MATERIAL PROVIDED:
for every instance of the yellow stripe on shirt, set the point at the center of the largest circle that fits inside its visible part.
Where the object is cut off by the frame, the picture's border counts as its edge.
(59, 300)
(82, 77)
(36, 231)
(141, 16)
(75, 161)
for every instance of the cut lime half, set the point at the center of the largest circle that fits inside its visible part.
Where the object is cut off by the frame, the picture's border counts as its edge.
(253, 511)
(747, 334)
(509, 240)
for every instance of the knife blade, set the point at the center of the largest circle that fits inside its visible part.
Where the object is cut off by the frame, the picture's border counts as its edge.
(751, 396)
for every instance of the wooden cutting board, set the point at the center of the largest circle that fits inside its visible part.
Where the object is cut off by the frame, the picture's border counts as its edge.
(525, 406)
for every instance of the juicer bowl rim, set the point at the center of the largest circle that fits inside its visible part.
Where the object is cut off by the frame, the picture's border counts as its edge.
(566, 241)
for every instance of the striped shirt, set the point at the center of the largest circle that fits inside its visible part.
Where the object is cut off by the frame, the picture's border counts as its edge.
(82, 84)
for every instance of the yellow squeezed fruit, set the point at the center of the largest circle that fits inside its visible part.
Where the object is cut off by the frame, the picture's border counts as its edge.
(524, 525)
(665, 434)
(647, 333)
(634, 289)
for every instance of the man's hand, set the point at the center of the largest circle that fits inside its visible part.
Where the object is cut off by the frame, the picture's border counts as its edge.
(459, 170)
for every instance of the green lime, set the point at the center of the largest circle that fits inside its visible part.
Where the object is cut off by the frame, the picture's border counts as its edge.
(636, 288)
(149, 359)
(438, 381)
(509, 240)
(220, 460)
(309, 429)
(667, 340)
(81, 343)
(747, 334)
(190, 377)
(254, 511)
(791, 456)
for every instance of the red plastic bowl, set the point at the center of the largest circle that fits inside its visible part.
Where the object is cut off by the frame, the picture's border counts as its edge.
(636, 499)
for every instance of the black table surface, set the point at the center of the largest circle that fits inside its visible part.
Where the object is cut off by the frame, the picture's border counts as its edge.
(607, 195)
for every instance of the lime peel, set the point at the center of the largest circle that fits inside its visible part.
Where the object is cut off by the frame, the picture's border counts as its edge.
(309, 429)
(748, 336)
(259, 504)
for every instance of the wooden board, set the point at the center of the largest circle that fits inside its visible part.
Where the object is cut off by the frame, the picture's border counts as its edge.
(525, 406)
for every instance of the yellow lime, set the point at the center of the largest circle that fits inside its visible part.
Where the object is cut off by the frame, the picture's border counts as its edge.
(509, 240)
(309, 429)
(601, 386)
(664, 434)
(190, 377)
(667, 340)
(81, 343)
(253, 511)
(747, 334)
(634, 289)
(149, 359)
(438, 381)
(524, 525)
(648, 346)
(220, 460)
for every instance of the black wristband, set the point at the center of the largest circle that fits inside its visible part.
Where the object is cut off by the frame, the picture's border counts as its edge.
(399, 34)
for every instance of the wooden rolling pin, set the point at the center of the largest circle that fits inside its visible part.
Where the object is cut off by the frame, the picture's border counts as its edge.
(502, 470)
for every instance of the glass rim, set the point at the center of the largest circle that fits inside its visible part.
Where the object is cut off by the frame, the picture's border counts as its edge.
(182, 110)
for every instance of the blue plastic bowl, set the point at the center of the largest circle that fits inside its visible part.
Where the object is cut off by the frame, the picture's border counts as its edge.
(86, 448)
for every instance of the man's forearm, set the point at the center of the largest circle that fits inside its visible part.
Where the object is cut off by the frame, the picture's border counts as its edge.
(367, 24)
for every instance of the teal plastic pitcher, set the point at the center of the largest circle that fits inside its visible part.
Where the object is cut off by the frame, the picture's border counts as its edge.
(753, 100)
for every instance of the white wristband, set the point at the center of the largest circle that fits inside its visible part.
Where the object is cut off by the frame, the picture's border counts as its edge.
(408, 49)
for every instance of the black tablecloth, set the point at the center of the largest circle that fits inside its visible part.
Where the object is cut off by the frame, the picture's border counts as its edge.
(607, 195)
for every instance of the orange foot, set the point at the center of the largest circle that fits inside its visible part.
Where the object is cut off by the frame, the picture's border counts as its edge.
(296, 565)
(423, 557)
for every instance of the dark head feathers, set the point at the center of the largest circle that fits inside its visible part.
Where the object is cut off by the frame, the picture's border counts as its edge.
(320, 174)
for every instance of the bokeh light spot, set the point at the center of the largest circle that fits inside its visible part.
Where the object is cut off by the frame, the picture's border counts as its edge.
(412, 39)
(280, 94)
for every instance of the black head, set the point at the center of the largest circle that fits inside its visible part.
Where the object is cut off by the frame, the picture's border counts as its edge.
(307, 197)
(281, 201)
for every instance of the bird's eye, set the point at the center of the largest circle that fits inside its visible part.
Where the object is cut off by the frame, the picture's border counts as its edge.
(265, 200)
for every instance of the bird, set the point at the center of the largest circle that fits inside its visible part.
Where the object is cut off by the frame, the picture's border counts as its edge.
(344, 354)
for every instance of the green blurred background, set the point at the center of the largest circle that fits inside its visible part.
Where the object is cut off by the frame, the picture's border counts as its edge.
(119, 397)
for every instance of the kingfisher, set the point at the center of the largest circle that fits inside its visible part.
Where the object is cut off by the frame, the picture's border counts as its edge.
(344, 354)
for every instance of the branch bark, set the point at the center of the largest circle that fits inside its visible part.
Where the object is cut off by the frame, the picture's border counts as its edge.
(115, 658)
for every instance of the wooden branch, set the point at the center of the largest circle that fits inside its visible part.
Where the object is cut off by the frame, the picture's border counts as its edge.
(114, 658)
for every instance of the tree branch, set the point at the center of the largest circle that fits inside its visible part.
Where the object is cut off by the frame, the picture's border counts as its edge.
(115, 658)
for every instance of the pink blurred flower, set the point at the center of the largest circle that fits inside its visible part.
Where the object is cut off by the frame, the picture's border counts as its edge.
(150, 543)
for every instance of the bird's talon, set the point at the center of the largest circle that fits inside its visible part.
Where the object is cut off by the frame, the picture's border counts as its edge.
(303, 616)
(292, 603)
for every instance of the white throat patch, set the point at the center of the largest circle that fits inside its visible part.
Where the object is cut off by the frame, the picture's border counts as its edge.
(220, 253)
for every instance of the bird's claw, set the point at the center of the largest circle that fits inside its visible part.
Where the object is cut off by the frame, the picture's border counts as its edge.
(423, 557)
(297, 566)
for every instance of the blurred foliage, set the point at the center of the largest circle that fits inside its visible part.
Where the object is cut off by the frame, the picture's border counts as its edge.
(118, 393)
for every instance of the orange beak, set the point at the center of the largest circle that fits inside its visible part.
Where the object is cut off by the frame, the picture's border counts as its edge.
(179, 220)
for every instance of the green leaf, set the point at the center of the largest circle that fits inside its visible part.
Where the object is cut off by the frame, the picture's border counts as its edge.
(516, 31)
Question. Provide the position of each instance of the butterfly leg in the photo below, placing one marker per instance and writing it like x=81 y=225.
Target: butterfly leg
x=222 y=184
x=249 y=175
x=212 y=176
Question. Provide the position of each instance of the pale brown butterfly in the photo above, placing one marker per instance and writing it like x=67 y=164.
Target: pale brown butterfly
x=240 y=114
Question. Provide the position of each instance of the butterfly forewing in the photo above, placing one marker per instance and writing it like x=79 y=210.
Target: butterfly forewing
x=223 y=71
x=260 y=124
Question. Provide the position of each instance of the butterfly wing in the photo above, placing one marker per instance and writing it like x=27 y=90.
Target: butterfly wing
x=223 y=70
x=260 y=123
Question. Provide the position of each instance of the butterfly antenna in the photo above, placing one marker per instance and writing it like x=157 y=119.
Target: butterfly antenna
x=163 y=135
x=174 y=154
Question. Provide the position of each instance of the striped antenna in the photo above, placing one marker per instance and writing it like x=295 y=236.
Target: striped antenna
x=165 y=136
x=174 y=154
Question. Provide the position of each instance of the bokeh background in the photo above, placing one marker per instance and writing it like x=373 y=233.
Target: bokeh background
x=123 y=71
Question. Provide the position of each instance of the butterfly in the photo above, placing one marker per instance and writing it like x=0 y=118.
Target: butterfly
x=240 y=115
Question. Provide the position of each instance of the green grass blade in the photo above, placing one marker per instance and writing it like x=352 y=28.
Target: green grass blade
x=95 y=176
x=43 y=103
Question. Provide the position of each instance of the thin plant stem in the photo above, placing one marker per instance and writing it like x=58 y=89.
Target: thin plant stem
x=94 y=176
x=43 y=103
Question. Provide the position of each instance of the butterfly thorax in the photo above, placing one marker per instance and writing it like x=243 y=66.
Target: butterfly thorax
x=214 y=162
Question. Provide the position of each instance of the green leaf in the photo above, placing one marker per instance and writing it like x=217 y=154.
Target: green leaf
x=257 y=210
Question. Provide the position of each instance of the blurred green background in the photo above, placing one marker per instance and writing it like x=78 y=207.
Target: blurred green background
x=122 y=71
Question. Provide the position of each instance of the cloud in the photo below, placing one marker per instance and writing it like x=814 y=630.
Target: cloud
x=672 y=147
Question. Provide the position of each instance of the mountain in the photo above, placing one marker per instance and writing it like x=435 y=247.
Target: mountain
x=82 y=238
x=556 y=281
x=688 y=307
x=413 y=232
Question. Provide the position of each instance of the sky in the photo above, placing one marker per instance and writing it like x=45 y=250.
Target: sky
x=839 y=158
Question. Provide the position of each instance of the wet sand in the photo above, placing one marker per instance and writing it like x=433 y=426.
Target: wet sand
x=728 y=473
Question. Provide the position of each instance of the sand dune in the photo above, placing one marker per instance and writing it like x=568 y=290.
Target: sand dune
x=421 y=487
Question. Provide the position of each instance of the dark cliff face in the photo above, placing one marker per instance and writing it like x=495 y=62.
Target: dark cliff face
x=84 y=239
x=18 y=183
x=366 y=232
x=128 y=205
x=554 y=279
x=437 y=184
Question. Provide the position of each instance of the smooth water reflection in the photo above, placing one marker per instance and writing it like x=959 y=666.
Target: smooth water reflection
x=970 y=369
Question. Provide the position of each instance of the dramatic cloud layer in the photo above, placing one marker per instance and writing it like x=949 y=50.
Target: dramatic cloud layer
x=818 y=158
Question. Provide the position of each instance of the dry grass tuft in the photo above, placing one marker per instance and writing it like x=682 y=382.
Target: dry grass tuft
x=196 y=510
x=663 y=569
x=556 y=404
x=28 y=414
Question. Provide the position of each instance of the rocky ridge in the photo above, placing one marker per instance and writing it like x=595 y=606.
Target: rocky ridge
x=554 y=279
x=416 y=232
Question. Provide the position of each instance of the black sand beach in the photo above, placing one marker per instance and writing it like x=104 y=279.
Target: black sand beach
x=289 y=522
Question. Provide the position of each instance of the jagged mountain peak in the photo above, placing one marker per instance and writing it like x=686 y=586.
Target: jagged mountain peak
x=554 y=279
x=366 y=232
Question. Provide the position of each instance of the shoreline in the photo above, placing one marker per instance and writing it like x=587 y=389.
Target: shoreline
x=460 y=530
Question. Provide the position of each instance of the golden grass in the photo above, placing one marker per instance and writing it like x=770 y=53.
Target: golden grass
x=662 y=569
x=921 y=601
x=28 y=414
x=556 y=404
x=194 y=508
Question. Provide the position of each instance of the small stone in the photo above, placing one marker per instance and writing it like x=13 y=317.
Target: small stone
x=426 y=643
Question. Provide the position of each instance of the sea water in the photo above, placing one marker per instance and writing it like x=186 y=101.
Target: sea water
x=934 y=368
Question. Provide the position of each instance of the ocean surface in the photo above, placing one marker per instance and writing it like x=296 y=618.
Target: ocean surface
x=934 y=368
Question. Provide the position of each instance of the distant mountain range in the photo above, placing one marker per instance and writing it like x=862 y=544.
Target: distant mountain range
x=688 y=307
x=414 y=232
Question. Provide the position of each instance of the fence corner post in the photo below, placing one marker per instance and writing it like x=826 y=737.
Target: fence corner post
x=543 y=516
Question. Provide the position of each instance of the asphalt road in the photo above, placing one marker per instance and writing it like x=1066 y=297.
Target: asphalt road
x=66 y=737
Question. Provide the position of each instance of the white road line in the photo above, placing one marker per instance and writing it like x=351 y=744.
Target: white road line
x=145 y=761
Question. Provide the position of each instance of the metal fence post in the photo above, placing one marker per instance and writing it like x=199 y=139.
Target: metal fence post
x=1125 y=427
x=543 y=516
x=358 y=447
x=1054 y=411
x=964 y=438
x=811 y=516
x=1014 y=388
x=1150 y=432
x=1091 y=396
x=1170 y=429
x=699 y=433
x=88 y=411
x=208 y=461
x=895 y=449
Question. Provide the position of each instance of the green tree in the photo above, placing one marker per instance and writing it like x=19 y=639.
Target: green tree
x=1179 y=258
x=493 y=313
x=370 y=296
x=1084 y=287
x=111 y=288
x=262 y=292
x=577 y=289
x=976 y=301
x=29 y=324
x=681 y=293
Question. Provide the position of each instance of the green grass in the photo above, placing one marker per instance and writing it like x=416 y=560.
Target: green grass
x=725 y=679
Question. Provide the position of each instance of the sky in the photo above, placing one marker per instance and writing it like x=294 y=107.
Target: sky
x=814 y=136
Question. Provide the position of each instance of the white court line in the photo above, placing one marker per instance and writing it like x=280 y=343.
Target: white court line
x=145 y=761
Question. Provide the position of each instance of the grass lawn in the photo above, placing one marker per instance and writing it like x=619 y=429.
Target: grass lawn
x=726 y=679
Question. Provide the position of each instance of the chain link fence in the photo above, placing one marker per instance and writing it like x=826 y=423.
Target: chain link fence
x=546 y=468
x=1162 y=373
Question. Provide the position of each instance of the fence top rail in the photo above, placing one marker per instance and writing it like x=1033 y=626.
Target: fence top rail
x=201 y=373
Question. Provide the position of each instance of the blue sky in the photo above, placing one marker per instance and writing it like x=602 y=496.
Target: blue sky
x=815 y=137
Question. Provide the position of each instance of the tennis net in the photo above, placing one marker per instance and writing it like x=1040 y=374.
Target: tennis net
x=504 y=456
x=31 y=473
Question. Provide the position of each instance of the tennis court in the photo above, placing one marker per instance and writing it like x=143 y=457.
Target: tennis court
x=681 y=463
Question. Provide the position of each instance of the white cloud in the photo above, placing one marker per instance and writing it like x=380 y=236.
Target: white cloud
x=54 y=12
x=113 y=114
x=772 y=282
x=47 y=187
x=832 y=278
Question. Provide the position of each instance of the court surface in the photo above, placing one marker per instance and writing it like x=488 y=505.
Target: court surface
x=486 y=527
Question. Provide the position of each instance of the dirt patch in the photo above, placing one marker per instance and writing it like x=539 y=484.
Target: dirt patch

AIM OF THE TASK: Begin at the line that has "like x=19 y=639." and stop after the line that has "x=681 y=293". Reproduce only those lines of data, swapping "green tree" for "pine tree" and keeping everything else the same.

IN RESPONSE:
Question. Provide the position of each instance of the pine tree in the photo above, placing one marker per instance and writing it like x=19 y=639.
Target: pine tree
x=1179 y=258
x=493 y=313
x=370 y=296
x=1084 y=287
x=111 y=288
x=262 y=292
x=577 y=289
x=976 y=301
x=29 y=324
x=681 y=293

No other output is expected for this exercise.